Task details - Among the entries below, find the lines holding "chair" and copy them.

Entries taken from a collection:

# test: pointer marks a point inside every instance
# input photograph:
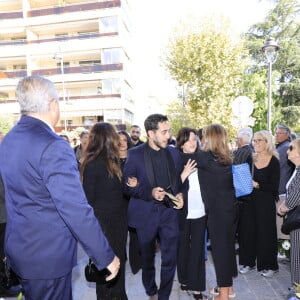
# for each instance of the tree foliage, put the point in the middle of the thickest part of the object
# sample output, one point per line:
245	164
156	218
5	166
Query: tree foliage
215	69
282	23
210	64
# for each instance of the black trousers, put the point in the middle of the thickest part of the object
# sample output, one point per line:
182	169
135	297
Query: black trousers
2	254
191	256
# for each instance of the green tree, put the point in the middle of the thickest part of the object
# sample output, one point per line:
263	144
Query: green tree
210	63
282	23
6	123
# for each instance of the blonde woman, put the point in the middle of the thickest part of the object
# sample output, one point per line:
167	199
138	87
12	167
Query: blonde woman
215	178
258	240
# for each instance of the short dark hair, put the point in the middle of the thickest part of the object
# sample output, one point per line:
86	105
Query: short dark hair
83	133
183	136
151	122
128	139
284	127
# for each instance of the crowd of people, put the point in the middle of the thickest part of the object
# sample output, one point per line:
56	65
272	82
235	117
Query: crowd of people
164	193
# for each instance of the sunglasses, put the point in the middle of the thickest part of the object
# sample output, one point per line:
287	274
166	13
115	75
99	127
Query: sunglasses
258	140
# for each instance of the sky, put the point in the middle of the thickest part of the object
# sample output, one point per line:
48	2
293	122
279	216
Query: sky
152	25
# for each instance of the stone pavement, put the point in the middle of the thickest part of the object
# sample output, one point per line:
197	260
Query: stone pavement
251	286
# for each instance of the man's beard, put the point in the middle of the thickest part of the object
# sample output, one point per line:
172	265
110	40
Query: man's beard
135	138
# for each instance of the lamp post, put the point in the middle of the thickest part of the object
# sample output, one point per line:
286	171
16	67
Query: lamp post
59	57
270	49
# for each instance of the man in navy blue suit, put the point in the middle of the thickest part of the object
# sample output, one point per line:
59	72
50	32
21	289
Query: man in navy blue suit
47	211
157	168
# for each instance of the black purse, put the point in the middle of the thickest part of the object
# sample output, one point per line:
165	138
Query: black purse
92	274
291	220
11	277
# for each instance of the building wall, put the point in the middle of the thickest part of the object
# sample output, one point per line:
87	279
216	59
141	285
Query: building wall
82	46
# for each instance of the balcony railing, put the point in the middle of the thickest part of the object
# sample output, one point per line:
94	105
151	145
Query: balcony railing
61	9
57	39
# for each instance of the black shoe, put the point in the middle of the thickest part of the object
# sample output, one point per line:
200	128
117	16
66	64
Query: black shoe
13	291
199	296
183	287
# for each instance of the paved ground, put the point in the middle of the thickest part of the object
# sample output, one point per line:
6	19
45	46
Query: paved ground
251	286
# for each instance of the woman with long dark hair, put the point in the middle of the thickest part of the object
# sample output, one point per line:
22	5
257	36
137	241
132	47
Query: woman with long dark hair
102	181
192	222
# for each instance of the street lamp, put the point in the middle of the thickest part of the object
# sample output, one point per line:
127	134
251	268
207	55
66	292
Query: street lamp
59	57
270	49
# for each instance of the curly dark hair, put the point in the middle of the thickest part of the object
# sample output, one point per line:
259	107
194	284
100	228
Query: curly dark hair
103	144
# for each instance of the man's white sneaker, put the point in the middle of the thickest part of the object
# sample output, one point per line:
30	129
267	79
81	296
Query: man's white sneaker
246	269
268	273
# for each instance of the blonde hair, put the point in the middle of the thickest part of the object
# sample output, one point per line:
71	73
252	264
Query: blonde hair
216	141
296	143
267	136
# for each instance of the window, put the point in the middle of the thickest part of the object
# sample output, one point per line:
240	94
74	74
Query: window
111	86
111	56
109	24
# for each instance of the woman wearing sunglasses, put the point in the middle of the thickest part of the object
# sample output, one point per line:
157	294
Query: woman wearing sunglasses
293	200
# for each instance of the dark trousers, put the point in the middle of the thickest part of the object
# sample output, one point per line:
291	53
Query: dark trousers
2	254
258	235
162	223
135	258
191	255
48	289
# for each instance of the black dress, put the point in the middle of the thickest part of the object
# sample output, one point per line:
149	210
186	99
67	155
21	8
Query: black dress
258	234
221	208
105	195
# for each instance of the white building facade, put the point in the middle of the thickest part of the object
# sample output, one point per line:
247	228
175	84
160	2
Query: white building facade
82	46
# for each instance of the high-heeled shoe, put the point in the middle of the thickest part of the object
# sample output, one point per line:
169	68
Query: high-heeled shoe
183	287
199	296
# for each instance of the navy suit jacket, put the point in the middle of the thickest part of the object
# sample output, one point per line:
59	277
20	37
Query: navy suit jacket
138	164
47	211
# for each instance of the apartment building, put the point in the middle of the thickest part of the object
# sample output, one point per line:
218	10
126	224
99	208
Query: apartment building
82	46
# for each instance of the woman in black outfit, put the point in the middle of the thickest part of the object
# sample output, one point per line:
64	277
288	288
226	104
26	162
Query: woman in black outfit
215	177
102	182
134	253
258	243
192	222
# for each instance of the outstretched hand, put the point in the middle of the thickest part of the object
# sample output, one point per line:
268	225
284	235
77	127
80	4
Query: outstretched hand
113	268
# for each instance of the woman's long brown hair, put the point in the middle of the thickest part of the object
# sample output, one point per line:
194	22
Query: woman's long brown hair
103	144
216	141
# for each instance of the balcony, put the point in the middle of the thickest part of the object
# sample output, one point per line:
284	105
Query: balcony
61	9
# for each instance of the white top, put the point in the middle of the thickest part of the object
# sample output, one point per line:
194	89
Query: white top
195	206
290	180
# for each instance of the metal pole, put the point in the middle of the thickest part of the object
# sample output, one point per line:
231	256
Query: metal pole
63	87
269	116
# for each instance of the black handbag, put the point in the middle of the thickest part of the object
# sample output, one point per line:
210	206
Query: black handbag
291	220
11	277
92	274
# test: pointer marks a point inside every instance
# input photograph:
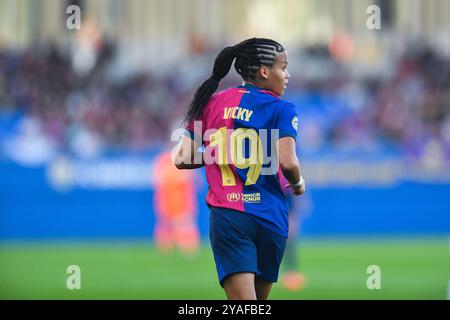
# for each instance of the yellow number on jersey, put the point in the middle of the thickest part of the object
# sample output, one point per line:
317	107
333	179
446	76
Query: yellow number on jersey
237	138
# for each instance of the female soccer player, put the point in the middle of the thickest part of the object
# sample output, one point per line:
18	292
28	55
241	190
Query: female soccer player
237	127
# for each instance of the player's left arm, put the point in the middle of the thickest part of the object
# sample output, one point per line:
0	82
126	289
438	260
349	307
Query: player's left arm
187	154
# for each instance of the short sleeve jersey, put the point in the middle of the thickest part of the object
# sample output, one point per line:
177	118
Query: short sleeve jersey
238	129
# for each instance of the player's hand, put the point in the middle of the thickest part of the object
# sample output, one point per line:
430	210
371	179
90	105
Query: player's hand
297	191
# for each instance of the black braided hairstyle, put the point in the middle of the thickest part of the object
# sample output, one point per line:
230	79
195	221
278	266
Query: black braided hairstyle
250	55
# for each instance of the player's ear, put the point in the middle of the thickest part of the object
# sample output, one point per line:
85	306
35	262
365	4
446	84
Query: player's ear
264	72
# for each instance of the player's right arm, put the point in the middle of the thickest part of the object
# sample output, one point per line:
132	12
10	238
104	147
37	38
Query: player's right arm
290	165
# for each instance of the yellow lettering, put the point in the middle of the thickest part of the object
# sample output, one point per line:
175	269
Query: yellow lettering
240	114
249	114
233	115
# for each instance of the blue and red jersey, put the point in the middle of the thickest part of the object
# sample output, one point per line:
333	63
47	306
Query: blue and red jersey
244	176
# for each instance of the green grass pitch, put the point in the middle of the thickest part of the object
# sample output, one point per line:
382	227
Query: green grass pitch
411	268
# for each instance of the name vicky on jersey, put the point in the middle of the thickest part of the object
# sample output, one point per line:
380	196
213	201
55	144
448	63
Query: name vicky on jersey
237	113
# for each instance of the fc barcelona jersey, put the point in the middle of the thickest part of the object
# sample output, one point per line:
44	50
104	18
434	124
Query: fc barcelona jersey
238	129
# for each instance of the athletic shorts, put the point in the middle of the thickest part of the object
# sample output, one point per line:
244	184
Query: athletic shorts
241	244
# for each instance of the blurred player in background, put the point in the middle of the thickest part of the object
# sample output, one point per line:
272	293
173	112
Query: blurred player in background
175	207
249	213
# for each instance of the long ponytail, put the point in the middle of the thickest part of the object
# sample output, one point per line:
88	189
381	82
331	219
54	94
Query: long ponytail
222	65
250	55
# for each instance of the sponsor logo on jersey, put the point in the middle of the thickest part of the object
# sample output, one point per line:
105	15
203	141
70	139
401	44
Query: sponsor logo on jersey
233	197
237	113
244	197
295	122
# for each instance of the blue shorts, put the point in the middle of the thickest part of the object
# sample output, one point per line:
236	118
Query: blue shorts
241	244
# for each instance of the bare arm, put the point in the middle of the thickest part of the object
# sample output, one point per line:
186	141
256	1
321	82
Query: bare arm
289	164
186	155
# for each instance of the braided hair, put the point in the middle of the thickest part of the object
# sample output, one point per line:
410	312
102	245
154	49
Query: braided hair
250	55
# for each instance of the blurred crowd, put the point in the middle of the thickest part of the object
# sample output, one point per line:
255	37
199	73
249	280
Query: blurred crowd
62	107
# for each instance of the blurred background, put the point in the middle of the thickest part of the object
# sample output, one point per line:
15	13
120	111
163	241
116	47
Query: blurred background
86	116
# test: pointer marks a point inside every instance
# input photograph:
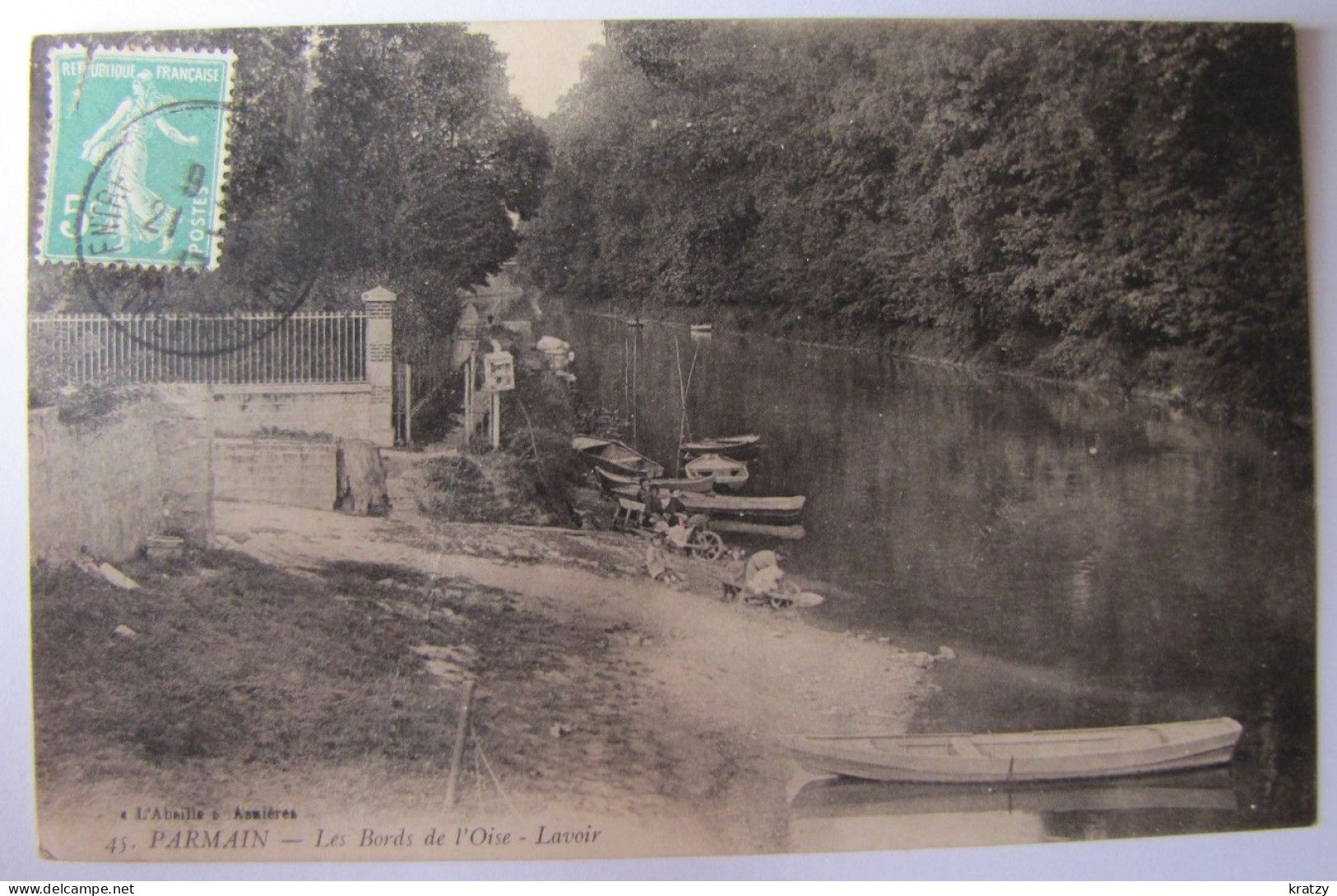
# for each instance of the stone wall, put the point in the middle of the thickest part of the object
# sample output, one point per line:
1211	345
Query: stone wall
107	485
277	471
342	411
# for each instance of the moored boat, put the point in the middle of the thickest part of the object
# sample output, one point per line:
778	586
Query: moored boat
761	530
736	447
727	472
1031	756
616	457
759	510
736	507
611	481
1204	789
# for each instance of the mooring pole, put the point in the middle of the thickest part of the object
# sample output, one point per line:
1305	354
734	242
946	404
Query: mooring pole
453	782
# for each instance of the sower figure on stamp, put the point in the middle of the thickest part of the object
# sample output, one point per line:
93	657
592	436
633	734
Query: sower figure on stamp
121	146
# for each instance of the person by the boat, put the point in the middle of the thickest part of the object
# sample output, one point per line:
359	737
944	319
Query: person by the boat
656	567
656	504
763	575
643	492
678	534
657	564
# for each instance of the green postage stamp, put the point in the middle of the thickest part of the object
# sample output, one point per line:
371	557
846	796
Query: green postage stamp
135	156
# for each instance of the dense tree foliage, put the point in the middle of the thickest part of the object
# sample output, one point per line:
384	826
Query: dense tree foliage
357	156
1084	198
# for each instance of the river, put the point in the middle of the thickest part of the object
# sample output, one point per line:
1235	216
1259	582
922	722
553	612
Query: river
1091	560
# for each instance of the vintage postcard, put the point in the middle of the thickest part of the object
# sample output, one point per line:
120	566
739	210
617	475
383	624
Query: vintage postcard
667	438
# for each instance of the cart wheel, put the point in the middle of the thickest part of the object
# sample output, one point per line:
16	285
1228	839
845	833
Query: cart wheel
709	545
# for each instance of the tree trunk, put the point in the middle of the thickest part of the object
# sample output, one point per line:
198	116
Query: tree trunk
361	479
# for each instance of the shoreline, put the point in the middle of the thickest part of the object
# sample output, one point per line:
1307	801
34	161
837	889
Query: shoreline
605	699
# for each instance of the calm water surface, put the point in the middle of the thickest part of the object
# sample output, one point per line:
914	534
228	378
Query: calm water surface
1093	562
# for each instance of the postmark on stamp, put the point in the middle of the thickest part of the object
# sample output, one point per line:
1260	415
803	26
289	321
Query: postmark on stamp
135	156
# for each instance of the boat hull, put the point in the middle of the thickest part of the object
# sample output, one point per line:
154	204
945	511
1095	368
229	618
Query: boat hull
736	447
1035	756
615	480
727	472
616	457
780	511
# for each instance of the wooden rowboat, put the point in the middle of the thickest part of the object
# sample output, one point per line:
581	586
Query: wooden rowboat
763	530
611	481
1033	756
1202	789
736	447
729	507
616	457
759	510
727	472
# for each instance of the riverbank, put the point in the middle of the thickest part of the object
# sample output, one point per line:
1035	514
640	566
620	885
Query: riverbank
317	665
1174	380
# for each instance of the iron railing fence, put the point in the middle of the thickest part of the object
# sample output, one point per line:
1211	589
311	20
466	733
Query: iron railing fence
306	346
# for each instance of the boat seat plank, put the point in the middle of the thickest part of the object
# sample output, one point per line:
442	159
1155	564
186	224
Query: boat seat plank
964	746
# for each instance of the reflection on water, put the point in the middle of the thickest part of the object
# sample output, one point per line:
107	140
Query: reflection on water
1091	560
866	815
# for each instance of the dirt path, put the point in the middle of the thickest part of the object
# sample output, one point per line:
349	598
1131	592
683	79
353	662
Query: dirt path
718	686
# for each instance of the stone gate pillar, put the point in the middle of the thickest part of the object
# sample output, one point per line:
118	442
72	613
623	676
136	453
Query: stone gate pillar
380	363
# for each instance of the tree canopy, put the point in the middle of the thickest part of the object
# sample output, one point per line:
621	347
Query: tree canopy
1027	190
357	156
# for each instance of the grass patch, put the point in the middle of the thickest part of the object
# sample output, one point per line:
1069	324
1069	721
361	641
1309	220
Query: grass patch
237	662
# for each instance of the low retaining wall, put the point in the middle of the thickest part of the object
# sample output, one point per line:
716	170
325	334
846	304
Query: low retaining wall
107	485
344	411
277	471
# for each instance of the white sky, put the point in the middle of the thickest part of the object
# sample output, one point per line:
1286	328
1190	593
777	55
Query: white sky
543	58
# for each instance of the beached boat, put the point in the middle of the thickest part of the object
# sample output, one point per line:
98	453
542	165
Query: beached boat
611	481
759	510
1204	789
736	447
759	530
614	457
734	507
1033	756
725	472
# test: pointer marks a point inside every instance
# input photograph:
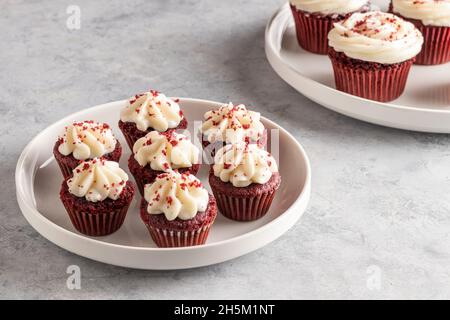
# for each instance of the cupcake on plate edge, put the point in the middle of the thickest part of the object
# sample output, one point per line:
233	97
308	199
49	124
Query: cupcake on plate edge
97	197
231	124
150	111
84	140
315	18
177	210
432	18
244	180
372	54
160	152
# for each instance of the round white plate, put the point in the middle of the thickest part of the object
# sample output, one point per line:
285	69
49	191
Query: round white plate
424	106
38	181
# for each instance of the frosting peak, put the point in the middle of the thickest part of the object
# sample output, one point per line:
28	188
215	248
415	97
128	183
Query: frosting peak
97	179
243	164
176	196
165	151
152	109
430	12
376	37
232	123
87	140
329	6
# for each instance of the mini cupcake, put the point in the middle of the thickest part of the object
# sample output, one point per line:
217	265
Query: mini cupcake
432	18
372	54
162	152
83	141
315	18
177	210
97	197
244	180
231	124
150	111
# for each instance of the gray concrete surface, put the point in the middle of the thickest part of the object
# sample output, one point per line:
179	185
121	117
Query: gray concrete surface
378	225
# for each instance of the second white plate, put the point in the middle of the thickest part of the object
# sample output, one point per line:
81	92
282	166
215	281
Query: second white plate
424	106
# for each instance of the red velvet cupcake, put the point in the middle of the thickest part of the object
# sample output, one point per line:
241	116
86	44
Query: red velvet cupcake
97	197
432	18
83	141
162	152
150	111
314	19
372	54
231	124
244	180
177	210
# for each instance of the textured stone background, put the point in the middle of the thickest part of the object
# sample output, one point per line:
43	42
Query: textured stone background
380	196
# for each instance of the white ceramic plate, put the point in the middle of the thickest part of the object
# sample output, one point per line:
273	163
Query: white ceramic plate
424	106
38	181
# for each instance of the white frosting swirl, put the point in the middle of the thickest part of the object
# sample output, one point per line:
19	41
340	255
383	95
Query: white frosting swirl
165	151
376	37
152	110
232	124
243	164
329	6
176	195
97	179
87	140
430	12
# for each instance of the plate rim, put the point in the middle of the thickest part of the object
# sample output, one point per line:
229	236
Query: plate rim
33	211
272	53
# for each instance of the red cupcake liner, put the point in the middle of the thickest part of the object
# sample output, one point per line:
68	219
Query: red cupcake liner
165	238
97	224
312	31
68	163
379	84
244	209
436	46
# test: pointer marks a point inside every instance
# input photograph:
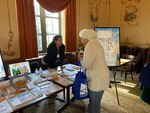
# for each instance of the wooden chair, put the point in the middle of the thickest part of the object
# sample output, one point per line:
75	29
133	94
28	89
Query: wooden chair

Exercise result -
# for each instance of the wooden chair, put the point in the middle of the thickest part of the object
Query: wooden chair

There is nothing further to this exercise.